+++ Provided text +++

Contribution Recognition and the Drupal Project

Image
Hands offering a Drupal logo

mtift
Mon, 07/12/2021 – 13:00

This article was co-authored with Tim Lehnen, CTO of the Drupal Association, and cross-posted on Drupal.org.

Sustaining open-source projects is the challenge of this decade. Understanding how contributions are made—by volunteers, sponsored by an organization, or both—can create incentives for ongoing support. The Drupal project has measured contributions in Drupal.org issues since 2015 using an issue credit system that captures contributions—including code, documentation, speaking at events, security review, etc.—from both individuals and organizations. This insight is used to shape incentives for the business entities that participate in the Drupal ecosystem.

Issue trackers can explain what changes have occurred and why they are important. Version control systems such as Git track changes to a code repository, who changed what, and when. Drupal’s issue credit system dramatically expands the kinds of questions that we can ask about an open source project to include questions such as, “How much do volunteers contribute to the project?” or “How many of the contributions to this project are sponsored?”

In this article, we will describe how Drupal’s issue credit system works and why we would like to bring it to GitLab and other code collaboration platforms. We hope that other free/libre and open-source projects and organizations that want to understand their return on investment in open source can model their approach on this issue credit system and benefit from the insights we have learned in the Drupal community.

+++ Records provided +++

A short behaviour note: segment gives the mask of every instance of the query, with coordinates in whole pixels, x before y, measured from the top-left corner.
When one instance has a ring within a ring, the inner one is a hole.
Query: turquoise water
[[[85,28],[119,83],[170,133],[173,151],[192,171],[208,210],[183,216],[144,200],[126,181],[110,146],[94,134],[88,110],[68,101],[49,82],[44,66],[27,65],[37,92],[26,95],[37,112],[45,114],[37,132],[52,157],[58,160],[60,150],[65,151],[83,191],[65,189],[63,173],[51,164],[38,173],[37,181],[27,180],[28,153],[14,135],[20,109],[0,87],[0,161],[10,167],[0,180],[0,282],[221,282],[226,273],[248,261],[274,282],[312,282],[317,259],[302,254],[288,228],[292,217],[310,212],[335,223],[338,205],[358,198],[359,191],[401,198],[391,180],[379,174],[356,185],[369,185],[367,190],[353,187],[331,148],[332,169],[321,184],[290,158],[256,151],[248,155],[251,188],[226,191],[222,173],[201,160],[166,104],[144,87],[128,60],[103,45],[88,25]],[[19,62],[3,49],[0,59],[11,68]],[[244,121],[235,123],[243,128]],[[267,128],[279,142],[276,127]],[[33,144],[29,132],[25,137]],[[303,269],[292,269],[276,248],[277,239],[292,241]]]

+++
+++ Records provided +++

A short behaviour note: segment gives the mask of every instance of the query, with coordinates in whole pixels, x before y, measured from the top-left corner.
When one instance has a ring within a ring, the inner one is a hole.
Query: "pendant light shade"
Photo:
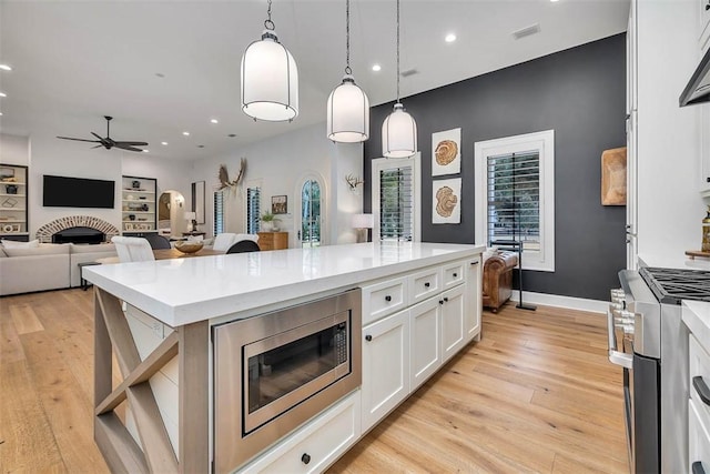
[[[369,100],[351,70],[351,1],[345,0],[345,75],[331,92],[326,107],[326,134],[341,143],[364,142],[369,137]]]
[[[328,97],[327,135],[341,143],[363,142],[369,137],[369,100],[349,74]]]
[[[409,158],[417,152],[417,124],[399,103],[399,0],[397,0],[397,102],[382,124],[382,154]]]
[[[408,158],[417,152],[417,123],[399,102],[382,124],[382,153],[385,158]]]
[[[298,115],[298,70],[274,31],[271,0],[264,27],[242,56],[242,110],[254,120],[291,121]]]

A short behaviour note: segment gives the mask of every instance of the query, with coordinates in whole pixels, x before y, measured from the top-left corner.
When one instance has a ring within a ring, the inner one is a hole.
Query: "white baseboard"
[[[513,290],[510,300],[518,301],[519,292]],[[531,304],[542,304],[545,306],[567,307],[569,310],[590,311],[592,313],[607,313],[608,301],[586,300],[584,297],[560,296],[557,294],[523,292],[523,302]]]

+++

**Instruction 1**
From the article on Drupal contribution recognition, quote the passage that begins at the words "In this article, we" and stops after "the Drupal community.".
**Instruction 2**
Do these statements agree with the article on Drupal contribution recognition? Answer yes or no for each, and quote the words from the article that decide it.
(a) Drupal has measured contributions in Drupal.org issues since 2015.
(b) The issue credit system records only code contributions.
(c) The article was cross-posted on GitLab.
**Instruction 3**
According to the article on Drupal contribution recognition, what position does Tim Lehnen hold?
The rows aren't needed here.

**Task solution 1**
In this article, we will describe how Drupal’s issue credit system works and why we would like to bring it to GitLab and other code collaboration platforms. We hope that other free/libre and open-source projects and organizations that want to understand their return on investment in open source can model their approach on this issue credit system and benefit from the insights we have learned in the Drupal community.

**Task solution 2**
(a) Yes: "The Drupal project has measured contributions in Drupal.org issues since 2015"
(b) No: "captures contributions—including code, documentation, speaking at events, security review, etc.—from both individuals and organizations"
(c) No: "cross-posted on Drupal.org."

**Task solution 3**
He is CTO of the Drupal Association.